**Material provided:**
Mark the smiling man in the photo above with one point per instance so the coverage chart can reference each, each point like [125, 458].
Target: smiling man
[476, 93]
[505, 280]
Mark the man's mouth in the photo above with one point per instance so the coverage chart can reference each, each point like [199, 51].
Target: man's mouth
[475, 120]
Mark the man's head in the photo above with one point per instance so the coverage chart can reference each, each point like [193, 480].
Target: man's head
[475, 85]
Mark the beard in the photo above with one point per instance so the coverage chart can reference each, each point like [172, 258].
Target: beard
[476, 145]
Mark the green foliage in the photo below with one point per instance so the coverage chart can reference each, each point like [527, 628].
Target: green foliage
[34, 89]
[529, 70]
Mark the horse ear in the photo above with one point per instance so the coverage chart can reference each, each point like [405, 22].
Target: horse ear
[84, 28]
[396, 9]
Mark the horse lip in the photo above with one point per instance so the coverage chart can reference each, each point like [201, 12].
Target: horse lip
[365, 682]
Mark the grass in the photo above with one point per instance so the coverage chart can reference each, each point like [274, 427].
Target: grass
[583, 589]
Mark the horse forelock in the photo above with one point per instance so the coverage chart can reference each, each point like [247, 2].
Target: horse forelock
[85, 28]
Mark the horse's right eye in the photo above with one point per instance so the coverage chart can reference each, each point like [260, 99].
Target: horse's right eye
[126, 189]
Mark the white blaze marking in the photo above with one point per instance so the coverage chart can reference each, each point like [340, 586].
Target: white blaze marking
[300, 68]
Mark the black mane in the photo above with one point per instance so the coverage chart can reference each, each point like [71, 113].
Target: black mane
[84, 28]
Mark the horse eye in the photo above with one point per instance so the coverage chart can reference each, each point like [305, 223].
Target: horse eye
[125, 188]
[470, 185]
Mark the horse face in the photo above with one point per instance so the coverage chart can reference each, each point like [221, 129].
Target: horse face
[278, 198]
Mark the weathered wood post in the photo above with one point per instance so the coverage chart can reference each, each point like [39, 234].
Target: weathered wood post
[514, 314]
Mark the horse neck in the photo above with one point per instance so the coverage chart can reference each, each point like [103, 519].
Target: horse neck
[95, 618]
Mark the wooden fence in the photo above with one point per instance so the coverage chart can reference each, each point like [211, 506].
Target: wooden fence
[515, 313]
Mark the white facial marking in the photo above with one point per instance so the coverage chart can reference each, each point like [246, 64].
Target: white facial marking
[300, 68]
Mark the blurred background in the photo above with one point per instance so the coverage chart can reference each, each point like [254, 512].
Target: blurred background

**Exercise aim:** Render the lines of the entries from the line containing "Mark the wooden" through the end of the entries, inclusive, as a Markdown table with the columns Row and Line, numbering each line and omitting blank lines.

**Reply to the exercise:**
| Row | Line |
|---|---|
| 1 | Mark the wooden fence in the photo above with one point per instance so the coverage chart can reference each, each point like [211, 506]. |
| 2 | Target: wooden fence |
| 3 | [515, 313] |
| 4 | Mark the white facial marking in the photo above with one point per instance so the coverage chart can reference each, each point like [246, 64]. |
| 5 | Target: white facial marking |
| 6 | [300, 68] |
| 7 | Mark the blurred background in the photo above with one point per instance so the coverage chart can reference each, each point like [254, 512]. |
| 8 | Target: blurred background |